** Information shown follows **

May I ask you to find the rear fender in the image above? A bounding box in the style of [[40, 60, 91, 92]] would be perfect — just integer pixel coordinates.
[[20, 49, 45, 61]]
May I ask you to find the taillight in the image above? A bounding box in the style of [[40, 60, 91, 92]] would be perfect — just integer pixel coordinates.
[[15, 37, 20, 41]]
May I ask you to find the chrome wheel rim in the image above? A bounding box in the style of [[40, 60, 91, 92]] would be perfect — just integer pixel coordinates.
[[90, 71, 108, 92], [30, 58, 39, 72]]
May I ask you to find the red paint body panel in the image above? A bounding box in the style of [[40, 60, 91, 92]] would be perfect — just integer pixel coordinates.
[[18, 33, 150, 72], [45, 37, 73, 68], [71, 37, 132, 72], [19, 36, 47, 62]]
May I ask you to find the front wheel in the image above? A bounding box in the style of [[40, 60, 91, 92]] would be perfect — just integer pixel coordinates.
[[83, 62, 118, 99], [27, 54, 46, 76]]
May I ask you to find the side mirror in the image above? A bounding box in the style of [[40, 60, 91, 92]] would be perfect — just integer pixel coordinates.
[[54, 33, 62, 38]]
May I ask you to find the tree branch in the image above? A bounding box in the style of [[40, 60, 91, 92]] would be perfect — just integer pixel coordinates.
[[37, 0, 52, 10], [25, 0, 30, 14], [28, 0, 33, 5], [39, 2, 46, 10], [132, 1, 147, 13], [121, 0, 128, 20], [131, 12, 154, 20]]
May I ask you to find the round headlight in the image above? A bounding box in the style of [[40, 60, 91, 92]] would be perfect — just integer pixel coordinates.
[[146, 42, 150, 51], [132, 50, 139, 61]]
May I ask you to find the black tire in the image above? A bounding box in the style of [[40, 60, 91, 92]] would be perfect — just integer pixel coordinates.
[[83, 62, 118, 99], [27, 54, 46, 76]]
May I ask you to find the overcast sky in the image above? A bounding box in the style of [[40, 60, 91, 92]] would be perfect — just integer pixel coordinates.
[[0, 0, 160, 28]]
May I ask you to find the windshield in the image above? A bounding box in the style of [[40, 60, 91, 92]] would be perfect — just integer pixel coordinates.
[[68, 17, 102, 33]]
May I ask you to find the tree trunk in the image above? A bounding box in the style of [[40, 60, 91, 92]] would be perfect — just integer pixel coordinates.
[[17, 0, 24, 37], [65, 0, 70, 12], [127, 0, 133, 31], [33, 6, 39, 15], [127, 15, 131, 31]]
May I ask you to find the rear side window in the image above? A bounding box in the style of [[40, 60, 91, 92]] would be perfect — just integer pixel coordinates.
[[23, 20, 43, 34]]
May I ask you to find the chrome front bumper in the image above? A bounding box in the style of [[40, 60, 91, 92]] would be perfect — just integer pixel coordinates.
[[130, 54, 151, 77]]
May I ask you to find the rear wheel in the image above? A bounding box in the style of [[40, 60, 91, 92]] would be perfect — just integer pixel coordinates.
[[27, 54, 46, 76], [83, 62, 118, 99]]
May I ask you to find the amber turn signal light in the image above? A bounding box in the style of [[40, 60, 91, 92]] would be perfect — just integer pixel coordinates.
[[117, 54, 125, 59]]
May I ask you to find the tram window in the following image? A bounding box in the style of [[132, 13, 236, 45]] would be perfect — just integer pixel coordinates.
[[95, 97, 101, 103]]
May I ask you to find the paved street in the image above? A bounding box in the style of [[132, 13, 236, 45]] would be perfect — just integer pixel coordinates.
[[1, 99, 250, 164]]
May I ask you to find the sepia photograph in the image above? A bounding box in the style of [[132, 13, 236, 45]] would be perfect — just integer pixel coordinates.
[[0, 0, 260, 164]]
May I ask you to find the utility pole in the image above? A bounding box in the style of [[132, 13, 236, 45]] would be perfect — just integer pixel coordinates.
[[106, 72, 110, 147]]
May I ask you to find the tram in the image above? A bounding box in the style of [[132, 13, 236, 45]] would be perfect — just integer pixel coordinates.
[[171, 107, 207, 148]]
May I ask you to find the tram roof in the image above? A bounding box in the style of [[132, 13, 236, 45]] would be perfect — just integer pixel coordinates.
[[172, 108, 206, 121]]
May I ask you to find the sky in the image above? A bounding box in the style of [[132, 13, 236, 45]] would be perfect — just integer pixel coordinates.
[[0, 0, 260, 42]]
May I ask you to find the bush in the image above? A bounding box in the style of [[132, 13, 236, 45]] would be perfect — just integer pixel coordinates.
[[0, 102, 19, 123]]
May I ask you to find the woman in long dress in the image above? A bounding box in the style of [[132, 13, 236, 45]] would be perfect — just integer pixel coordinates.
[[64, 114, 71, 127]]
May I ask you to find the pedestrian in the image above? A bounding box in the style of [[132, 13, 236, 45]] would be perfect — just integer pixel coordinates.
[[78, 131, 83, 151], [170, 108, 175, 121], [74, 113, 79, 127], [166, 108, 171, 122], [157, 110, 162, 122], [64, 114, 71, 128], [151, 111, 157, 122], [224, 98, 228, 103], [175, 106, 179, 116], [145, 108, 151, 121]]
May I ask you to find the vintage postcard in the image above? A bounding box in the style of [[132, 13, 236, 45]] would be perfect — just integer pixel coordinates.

** End of Information shown **

Exercise details -> Would it be possible to reproduce all the entries exactly as they appear above?

Reply ->
May I ask you to find the rear fender in the image above? A bounding box in the style of [[40, 60, 91, 92]] would be perfect — just integer pixel coordinates.
[[20, 49, 45, 61]]
May I ask you to find the taillight in the image above? A bounding box in the style of [[40, 60, 91, 92]] would be perfect — just integer pixel coordinates.
[[15, 37, 20, 41]]
May I ask you to find the chrome wheel rim in the image above? A bounding box in the style of [[40, 60, 91, 92]] would be perfect — just integer pixel coordinates.
[[90, 71, 108, 92], [30, 58, 39, 72]]
May I ask you to find the red paint body panel in the image above? A bounding box in the style of [[40, 60, 91, 92]] would be perfect — just integer pixel coordinates.
[[18, 33, 150, 72], [45, 37, 73, 68], [71, 37, 132, 72], [19, 36, 47, 62]]
May I ask you to find the front wheel in the image above? A bounding box in the style of [[40, 60, 91, 92]] would be perfect — just integer pixel coordinates.
[[83, 62, 118, 99], [27, 54, 46, 76]]
May I ask you to find the side mirror in the image above? A bounding box in the style of [[40, 60, 91, 92]] would be perfect — just integer pixel coordinates.
[[54, 33, 62, 38]]
May I ask you to find the tree branch in the image above? A bounding box in the style of [[40, 60, 91, 92]] would be perfect — just integer pixel coordinates.
[[37, 0, 52, 10], [25, 0, 30, 14], [28, 0, 33, 5], [39, 2, 46, 10], [132, 1, 147, 13], [121, 0, 128, 20], [131, 12, 154, 20]]
May I ask you to find the round headlight in the image above? A bounding box in the style of [[40, 60, 91, 92]] would be perfect — just integer pixel coordinates.
[[146, 42, 150, 51], [132, 50, 139, 61]]
May I ask you to find the black tire in the image above? A bounding box in the style of [[40, 60, 91, 92]] would be perfect — just integer pixel coordinates.
[[83, 62, 118, 99], [27, 54, 46, 76]]
May I ask you to find the overcast sky in the image above? A bounding box in the style of [[40, 60, 91, 92]] would be perfect — just integer pixel coordinates.
[[0, 0, 160, 28]]
May I ask you to find the windshield in the image above? A bounding box in the style of [[40, 60, 91, 92]] would be perfect — just integer pixel coordinates.
[[68, 17, 102, 33]]
May I ask you to find the tree trunk in the image above? A bounding box in the style of [[40, 60, 91, 92]] would be perfect — just integer pixel coordinates.
[[17, 0, 24, 37], [65, 0, 70, 12], [127, 0, 133, 31], [33, 6, 39, 15], [127, 15, 131, 31]]
May I ask you to find the rear side window in the image above? A bounding box in the style of [[40, 60, 91, 92]] would be perfect — just integer pixel coordinates.
[[23, 20, 43, 34]]
May I ask you to find the chrome front bumper in the image above? A bounding box in the style of [[40, 60, 91, 92]] would be perfect — just integer pixel coordinates.
[[130, 54, 151, 77]]
May I ask you to find the rear wheel in the image above? A bounding box in the style of [[40, 60, 91, 92]] would be perfect — just integer pixel coordinates.
[[27, 54, 46, 76], [83, 62, 118, 99]]
May I ask you to find the amber turn signal light in the image above? A bounding box in the style of [[40, 60, 91, 92]] would be perfect — just integer pixel coordinates.
[[117, 54, 125, 59]]
May I ask you to find the tram window in the following image? A bounding box in the style of [[132, 13, 236, 45]] would be perfect — just integer pixel coordinates.
[[95, 97, 101, 103]]
May I ask you to find the paved street in the image above? A bounding box in the style of [[132, 13, 236, 45]] would be perfect — just integer pixel coordinates.
[[1, 99, 250, 164]]
May I ask you to find the sepia photograph in the image above? A bounding box in the style of [[132, 13, 236, 45]] would be perfect — just integer pixel coordinates.
[[0, 0, 260, 164]]
May I ask you to find the utility pole in the image above? A bounding box in the style of [[132, 13, 236, 45]] would be perfect — just integer pixel coordinates.
[[106, 72, 110, 147]]
May I ask you to find the tram in the image above? A bounding box in the style of [[132, 13, 236, 45]] would be perfect — just integer pixel coordinates.
[[171, 107, 207, 148]]
May I ask you to find the tram roof in the image above? A bounding box in the style of [[132, 13, 236, 45]] would be perfect — just integer pixel coordinates.
[[172, 108, 206, 121]]
May I ask you to find the sky in the image above? A bounding box in the style of [[132, 13, 236, 45]] would be perfect — just integer pixel coordinates.
[[0, 0, 260, 42]]
May I ask you to find the bush in the image above? A bounding box in the style of [[132, 13, 236, 45]] would be perfect — just integer pixel coordinates.
[[0, 102, 19, 123]]
May I ask you to find the woman in long dress in the image above? A bounding box in the style of [[132, 13, 236, 45]] would be perfect — just integer pixel coordinates.
[[64, 114, 71, 127]]
May I ask you to find the pedestrian in the image above? A bounding box in the style of [[132, 13, 236, 45]] would be perfect — just integer pixel coordinates.
[[78, 131, 83, 151], [170, 108, 175, 121], [74, 113, 79, 127], [166, 108, 171, 122], [157, 110, 162, 122], [64, 114, 71, 128], [151, 111, 157, 122], [224, 98, 228, 103], [175, 106, 179, 116], [145, 108, 151, 121]]
May I ask you to find the vintage postcard in the image above? A bounding box in the style of [[132, 13, 236, 45]] would be perfect — just integer pixel coordinates.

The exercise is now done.